Top of INFORMATION

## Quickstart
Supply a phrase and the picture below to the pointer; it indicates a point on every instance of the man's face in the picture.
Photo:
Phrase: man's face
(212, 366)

Bottom of INFORMATION
Top of INFORMATION

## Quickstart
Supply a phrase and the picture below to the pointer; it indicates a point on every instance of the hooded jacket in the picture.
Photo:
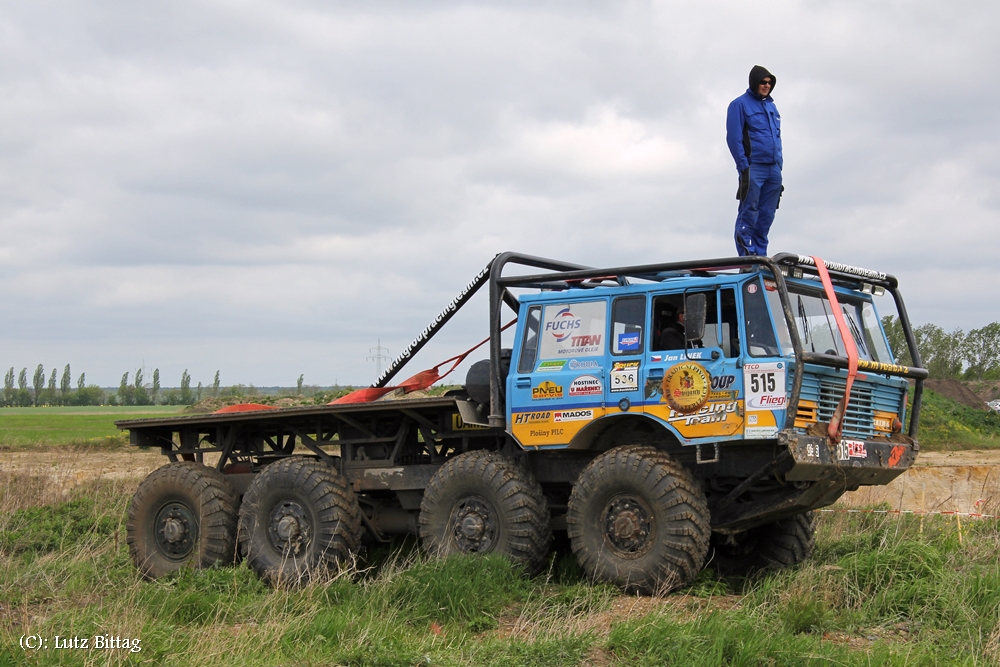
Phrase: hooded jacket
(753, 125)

Bottom of INFORMATION
Top of INFORMATION

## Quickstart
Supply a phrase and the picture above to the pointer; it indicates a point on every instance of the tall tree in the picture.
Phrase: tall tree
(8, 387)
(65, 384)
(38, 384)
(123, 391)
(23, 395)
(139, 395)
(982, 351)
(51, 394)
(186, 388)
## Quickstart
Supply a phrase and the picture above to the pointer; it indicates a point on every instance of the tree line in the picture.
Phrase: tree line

Bottom of INFORMATION

**REQUIRED ACTION**
In the entries above, identify every line with the word "pointer". Copy those lines.

**RESULT OF THE EXERCISE**
Supply a phrase and the picture below to the pointer; it indicates a point on every instance of the man's face in the picture.
Supply a phrase and the picture below to the pointer; it indicates a point on every instance of the hooded jacket in the picture.
Supply a phrase and the picture above to the pointer; it indicates a point on every instance of the tall tree in the picture.
Supply a phrase and the picture above to the pointer; it indicates a point on every instance of the tree line in the picture.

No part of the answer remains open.